- [Extrait]
==*==
L’équipe a comparé des draps traités avec un champignon de type sauvage, le champignon transgénique et une huile sans champignon. Ils ont libéré 500 moustiques femelles et 1000 mâles dans chaque compartiment et leur ont donné un veau pour se nourrir, deux nuits par semaine. Après deux générations — 45 jours — il y avait jusqu’à 2500 moustiques adultes dans le compartiment de contrôle, environ 700 dans le compartiment avec un champignon de type sauvage, et seulement 13 dans le compartiment avec le champignon OGM.
Des résultats prometteurs pour un développement industriel
« C’est une étude élégante » déclare Farenhorst. Cependant, elle note que l’approbation d’un champignon génétiquement modifié demandera beaucoup de temps et d’argent dans de nombreux endroits, et que les groupes anti-GM pourront s’y opposer. « Je ne suis pas convaincu que ce soit la voie à suivre ».
Mais Gerry Killeen, spécialiste du paludisme à l’Ifakara Health Institute de Dar es Salaam, en Tanzanie, estime que le champignon transgénique pourrait avoir un avantage par rapport à ceux trouvés dans la nature : s’il pouvait être breveté, il serait plus facile de le transformer en un produit intéressant, à développer et à commercialiser.
« Le principal obstacle aux nouveaux outils de contrôle du paludisme n’est pas le manque de technologies ou d’imagination, mais bien l’absence de marché » explique-t-il. Et comme le champignon transgénique a besoin de si peu de spores pour provoquer une infection mortelle, le produit pourrait être plus durable et moins cher que les champignons non modifiés. « Si cette technologie a le potentiel de réduire les coûts et d’allonger la durée de vie du produit, simplement en étant plus puissante, il faut essayer ! » conclut Killeen.
==*==
- [Énoncé] Réécrivez le passage de l'extrait sur le champignon contre le paludisme qui commence par « Des résultats prometteurs » et se poursuit jusqu'à « et à commercialiser. », en y remplaçant « champignon génétiquement modifié » par « champignon transgénique ».
==*==
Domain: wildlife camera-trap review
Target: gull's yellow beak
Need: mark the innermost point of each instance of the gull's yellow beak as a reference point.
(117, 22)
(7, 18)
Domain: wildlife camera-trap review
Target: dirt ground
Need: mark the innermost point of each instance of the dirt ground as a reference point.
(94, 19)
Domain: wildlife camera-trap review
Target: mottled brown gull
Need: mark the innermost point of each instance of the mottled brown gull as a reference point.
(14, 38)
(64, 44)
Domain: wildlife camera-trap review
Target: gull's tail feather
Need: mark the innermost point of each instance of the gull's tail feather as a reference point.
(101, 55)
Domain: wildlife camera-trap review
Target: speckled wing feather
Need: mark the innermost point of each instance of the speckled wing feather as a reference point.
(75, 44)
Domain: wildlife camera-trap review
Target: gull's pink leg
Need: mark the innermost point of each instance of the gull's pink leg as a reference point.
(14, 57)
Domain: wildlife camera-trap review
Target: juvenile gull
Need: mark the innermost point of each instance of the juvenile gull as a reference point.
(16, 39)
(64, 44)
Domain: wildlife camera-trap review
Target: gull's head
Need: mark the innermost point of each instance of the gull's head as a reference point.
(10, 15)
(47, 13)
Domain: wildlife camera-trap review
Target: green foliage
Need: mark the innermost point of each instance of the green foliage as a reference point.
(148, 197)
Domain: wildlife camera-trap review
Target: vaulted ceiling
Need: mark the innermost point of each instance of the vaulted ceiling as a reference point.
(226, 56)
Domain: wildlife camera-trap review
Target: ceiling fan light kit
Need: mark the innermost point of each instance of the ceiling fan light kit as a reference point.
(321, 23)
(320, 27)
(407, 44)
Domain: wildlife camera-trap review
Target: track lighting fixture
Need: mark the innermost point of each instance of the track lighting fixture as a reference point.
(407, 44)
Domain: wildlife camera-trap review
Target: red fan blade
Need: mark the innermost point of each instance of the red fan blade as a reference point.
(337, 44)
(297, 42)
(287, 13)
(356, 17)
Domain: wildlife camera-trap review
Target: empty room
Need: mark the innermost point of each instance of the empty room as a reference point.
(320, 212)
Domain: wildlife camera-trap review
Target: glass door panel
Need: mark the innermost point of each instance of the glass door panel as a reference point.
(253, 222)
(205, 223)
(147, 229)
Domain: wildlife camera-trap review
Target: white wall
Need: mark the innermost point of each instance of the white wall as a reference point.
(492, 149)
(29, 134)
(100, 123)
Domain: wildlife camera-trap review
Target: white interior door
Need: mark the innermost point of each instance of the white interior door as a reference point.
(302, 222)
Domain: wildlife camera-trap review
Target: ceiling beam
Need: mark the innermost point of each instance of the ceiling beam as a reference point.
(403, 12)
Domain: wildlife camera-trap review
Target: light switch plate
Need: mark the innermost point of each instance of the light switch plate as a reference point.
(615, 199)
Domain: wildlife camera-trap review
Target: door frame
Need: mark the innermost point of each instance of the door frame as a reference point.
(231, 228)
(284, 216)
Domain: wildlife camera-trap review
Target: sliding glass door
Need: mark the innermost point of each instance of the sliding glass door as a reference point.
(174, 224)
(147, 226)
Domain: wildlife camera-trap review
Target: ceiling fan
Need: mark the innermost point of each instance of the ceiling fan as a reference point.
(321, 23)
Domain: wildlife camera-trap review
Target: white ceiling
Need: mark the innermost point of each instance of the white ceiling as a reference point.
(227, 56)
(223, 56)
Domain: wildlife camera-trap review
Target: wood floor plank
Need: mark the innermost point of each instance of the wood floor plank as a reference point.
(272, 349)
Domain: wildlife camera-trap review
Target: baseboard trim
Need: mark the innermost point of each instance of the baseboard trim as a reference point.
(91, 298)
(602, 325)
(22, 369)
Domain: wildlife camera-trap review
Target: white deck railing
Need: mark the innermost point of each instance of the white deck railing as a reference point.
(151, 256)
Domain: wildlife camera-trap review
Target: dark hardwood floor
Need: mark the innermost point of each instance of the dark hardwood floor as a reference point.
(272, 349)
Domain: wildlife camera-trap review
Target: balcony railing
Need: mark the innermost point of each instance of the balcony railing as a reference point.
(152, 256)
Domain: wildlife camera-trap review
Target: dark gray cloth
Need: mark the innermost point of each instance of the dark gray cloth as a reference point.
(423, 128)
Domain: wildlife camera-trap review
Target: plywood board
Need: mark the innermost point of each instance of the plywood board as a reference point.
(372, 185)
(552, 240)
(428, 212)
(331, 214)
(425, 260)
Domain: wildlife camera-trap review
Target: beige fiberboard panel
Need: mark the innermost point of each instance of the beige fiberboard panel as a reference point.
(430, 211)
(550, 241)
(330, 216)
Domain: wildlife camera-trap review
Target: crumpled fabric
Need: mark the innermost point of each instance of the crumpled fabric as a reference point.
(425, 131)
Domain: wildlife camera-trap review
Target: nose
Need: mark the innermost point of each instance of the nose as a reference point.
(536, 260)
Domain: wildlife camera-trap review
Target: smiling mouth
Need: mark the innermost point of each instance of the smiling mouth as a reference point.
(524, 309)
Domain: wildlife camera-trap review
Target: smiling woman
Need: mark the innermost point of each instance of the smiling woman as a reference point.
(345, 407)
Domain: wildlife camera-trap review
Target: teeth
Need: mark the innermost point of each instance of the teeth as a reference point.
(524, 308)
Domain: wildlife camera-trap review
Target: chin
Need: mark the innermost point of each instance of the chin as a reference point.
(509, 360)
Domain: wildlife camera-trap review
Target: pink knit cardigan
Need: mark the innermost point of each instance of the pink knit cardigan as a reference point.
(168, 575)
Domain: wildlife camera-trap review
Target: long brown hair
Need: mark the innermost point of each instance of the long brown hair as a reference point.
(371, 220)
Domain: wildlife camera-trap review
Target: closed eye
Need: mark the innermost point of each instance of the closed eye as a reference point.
==*==
- [Corrigé]
Des résultats prometteurs pour un développement industriel
« C’est une étude élégante » déclare Farenhorst. Cependant, elle note que l’approbation d’un champignon transgénique demandera beaucoup de temps et d’argent dans de nombreux endroits, et que les groupes anti-GM pourront s’y opposer. « Je ne suis pas convaincu que ce soit la voie à suivre ».
Mais Gerry Killeen, spécialiste du paludisme à l’Ifakara Health Institute de Dar es Salaam, en Tanzanie, estime que le champignon transgénique pourrait avoir un avantage par rapport à ceux trouvés dans la nature : s’il pouvait être breveté, il serait plus facile de le transformer en un produit intéressant, à développer et à commercialiser.